• _Information provided_
##############################

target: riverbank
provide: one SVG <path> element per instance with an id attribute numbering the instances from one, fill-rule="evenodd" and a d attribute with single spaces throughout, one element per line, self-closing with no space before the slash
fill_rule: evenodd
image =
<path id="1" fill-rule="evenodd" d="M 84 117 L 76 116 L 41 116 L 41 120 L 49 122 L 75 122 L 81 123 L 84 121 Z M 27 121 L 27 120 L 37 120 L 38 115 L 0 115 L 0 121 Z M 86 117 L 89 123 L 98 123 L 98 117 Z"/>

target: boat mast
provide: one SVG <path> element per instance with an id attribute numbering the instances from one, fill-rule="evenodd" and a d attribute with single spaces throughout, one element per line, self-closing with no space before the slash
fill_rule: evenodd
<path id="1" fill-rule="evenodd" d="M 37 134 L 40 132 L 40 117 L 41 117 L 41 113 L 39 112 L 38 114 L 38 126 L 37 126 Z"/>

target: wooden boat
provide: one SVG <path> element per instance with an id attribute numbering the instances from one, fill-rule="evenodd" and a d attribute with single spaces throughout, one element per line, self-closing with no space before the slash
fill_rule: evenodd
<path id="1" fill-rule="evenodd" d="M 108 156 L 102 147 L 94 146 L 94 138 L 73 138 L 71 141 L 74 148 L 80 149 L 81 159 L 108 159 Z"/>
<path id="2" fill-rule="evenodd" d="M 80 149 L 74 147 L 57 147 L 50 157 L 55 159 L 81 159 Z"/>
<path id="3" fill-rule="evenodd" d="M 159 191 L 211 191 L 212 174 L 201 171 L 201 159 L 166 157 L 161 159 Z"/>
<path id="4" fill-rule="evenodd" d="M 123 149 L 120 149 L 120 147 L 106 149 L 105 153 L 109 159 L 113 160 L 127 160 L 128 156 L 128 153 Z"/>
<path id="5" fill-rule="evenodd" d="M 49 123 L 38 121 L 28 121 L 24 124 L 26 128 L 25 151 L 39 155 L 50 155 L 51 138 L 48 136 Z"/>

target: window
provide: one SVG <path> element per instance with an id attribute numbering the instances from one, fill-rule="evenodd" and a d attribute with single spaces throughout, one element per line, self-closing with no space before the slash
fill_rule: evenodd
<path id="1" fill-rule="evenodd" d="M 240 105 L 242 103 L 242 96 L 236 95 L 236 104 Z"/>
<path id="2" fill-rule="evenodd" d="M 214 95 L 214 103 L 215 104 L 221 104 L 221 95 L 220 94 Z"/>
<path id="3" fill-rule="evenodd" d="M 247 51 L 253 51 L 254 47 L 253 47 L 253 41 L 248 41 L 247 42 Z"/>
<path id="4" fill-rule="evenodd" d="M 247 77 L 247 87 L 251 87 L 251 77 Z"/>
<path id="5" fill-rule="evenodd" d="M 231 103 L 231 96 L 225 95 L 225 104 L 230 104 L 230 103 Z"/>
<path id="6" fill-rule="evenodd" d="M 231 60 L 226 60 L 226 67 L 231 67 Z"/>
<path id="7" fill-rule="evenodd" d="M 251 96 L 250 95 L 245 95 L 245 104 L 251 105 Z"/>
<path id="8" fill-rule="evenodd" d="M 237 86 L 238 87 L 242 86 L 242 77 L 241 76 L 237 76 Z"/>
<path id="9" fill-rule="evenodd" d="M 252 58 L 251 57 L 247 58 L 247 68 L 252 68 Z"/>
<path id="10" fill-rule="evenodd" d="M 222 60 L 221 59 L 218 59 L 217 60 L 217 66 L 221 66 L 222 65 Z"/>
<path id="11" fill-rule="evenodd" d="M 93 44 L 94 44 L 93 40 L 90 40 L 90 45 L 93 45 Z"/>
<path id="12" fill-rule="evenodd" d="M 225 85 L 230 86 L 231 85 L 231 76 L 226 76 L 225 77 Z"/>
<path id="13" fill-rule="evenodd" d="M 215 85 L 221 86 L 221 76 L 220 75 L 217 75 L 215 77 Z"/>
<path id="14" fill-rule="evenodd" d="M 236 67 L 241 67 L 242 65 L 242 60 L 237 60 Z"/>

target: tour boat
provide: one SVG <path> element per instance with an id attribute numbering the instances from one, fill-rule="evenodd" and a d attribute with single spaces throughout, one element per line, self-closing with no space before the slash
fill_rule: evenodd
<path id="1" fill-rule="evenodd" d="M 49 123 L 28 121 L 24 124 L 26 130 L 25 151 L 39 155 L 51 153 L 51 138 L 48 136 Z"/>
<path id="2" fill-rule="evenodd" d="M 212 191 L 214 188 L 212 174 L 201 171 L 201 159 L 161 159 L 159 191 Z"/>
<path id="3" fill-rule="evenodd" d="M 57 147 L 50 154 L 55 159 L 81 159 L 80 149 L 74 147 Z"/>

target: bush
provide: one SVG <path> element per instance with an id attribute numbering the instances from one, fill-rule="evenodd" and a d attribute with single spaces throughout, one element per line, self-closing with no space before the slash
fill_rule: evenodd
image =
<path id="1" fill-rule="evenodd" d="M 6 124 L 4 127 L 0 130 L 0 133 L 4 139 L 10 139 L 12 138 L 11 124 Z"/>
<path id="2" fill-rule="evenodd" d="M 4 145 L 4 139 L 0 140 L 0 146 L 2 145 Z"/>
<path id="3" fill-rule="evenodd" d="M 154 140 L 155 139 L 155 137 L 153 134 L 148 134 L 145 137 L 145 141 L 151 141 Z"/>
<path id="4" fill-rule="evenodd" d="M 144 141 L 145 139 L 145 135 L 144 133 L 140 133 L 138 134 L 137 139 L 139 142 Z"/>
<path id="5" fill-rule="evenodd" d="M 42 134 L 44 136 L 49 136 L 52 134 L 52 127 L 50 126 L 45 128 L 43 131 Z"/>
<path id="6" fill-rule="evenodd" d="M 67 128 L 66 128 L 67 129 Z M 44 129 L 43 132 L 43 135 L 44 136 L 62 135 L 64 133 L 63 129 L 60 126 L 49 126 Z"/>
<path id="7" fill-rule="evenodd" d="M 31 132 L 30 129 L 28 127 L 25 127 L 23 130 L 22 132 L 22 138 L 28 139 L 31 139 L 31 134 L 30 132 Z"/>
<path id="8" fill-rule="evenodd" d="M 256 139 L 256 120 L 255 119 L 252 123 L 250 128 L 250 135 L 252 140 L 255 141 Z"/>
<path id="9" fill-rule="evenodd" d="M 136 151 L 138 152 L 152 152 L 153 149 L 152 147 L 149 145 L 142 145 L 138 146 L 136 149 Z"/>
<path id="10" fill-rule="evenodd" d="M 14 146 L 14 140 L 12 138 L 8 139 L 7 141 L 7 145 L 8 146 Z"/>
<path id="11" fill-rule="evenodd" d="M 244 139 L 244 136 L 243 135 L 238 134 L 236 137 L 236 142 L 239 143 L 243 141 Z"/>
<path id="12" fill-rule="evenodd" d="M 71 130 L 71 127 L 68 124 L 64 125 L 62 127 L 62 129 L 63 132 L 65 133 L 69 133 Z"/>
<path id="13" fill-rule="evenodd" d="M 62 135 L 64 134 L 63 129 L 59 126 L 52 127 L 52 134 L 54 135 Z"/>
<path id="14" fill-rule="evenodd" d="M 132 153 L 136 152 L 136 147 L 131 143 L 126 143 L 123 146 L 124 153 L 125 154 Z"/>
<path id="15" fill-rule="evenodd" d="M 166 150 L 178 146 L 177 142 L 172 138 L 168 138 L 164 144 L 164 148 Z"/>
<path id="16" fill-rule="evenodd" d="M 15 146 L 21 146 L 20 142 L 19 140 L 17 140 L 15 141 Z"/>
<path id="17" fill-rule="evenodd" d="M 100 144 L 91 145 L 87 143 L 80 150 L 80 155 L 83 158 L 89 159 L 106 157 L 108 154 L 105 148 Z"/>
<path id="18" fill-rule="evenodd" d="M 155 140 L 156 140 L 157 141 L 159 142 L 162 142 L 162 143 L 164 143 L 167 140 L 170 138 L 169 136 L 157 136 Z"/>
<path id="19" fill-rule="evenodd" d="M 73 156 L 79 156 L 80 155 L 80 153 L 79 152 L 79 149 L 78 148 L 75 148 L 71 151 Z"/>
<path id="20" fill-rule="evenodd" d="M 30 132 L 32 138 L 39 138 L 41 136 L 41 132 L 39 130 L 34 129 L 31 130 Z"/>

##############################

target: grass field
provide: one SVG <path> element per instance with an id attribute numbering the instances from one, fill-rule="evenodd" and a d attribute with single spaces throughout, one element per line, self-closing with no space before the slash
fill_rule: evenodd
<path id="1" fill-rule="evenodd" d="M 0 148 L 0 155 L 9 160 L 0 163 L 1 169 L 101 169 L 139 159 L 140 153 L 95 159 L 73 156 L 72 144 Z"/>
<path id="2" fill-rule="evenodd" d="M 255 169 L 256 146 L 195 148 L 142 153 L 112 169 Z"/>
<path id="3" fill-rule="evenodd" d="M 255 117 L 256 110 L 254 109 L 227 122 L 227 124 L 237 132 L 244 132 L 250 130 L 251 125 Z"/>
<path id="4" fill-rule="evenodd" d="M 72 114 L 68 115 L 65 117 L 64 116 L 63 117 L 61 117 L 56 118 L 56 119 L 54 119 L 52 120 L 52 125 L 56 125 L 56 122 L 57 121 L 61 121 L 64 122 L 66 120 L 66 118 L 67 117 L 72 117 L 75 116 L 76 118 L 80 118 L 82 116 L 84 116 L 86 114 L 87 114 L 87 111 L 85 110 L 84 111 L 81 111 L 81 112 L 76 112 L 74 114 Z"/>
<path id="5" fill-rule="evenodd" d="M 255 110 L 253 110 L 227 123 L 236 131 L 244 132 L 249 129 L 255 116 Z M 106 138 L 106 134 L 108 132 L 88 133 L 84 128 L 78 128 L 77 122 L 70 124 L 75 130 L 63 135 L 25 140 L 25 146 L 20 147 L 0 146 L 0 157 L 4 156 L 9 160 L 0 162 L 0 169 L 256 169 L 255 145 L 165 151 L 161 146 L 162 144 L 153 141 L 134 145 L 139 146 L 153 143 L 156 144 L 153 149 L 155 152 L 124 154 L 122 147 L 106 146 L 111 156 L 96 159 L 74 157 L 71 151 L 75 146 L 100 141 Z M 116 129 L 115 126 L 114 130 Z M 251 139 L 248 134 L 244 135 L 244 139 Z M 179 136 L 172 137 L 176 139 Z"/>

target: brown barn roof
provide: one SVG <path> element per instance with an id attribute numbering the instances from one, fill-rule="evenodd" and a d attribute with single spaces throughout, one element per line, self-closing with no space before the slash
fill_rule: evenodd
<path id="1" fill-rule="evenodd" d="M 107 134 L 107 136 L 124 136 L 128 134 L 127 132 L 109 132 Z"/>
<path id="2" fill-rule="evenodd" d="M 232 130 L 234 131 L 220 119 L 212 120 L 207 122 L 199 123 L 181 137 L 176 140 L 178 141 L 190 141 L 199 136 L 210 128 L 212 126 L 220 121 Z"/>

##############################

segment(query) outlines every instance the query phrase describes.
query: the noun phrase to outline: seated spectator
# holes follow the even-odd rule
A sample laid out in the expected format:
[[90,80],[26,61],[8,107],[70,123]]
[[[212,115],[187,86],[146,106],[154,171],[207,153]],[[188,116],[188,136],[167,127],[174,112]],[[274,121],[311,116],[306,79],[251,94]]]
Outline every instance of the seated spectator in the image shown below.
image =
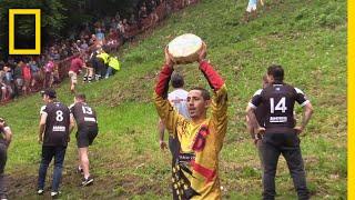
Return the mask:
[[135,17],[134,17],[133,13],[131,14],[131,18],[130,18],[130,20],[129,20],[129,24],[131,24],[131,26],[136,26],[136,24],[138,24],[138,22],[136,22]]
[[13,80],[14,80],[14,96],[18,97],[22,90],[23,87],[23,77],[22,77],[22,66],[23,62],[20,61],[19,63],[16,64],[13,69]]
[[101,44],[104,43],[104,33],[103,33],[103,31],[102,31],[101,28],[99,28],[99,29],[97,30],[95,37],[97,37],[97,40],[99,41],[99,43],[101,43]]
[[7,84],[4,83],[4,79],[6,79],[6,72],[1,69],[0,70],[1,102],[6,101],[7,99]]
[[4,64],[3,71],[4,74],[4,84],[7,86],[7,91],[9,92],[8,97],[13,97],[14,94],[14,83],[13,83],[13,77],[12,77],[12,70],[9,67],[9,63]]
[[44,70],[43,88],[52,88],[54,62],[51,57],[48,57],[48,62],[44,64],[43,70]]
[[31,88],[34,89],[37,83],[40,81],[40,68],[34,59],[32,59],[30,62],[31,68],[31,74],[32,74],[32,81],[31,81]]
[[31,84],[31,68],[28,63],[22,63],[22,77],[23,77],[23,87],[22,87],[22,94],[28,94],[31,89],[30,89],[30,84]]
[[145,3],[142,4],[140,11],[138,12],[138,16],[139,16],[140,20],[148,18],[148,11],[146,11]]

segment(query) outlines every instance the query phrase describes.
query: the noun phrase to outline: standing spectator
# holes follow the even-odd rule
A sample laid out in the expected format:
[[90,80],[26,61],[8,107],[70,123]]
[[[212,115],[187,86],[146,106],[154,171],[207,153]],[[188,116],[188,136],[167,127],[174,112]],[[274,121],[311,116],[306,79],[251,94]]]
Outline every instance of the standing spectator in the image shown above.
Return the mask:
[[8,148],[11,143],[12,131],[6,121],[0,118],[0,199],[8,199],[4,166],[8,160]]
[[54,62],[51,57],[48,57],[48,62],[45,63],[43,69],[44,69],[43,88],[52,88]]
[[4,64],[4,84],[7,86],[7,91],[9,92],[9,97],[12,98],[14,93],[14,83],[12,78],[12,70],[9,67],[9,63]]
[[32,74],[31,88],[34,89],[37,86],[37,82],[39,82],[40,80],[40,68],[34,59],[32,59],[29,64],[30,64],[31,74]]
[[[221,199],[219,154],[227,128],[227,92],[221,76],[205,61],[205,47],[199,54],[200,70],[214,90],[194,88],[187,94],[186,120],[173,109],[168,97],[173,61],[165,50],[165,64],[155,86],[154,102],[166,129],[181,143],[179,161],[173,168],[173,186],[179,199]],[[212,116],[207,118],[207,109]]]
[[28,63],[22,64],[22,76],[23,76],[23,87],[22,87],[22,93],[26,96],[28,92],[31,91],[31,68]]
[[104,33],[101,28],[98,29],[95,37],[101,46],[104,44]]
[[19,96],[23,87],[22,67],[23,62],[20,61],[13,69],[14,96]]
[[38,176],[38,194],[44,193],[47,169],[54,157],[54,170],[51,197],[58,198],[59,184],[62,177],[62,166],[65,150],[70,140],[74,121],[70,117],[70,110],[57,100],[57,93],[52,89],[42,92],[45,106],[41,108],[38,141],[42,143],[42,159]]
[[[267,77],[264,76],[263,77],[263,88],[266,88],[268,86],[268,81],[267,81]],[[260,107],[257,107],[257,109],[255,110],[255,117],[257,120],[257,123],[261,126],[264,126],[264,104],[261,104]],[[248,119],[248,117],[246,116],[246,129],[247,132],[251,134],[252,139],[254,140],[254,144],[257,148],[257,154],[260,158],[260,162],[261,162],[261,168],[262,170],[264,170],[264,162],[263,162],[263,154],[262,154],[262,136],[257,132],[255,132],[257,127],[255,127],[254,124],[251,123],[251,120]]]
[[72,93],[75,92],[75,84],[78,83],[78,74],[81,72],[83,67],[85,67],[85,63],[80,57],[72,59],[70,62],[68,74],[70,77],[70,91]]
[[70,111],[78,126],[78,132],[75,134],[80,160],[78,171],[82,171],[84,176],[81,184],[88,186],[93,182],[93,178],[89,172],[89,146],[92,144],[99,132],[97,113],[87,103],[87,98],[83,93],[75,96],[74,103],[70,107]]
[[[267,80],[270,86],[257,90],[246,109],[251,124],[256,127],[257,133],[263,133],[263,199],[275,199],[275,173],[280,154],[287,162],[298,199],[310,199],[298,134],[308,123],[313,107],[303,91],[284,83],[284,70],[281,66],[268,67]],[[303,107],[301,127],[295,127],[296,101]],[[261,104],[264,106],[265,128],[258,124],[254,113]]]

##############################

Transcribe the lines between the line containing "target: grass field" and the line containing "72 114 L 68", both included.

target: grass field
provide: one SVG <path> element per instance with an id attribute numbering the instances from one, fill-rule="evenodd" and a d attribute with single spaces throughout, one element per line, self-closing with no space before the slash
fill_rule: evenodd
<path id="1" fill-rule="evenodd" d="M 0 148 L 0 155 L 9 160 L 0 163 L 1 169 L 101 169 L 139 159 L 140 153 L 95 159 L 73 156 L 72 144 Z"/>
<path id="2" fill-rule="evenodd" d="M 255 169 L 256 146 L 195 148 L 142 153 L 112 169 Z"/>
<path id="3" fill-rule="evenodd" d="M 255 117 L 256 110 L 254 109 L 227 122 L 227 124 L 237 132 L 244 132 L 250 130 L 251 125 Z"/>
<path id="4" fill-rule="evenodd" d="M 72 114 L 68 115 L 65 117 L 64 116 L 63 117 L 61 117 L 56 118 L 56 119 L 54 119 L 52 120 L 52 125 L 56 125 L 56 122 L 57 121 L 61 121 L 64 122 L 66 120 L 66 118 L 67 117 L 72 117 L 75 116 L 76 118 L 80 118 L 82 116 L 84 116 L 86 114 L 87 114 L 87 111 L 85 110 L 84 111 L 81 111 L 81 112 L 76 112 L 74 114 Z"/>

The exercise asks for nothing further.